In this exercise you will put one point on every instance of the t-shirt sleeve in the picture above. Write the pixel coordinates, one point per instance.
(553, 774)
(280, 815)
———
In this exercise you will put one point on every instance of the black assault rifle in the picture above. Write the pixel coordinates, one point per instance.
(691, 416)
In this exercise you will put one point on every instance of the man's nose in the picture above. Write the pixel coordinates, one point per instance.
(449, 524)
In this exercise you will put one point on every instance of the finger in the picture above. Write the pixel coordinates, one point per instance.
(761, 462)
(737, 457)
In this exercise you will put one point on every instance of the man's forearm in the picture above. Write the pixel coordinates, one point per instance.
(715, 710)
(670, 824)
———
Indica cada línea de los registros que contenga la palabra "coordinates" y cópiala completa.

In this exercise you will put one point on every instance of the t-shirt sleeve in the picture above. Write the pixel coordinates, one point per instance.
In this exercise you will put one point on every instance of the black assault rifle in the picture above. Write the pixel coordinates, one point per instance.
In this exercise you will put one point on every instance of the man's nose in the picture above. Write the pixel coordinates, one point per instance.
In this exercise you will put one point on every instance of the finger in the picture above. Write the pixel coordinates, one point per instance.
In this exercise you will put one point on every instance of the man's forearm in the picture above. Write the pixel coordinates, one point per instance.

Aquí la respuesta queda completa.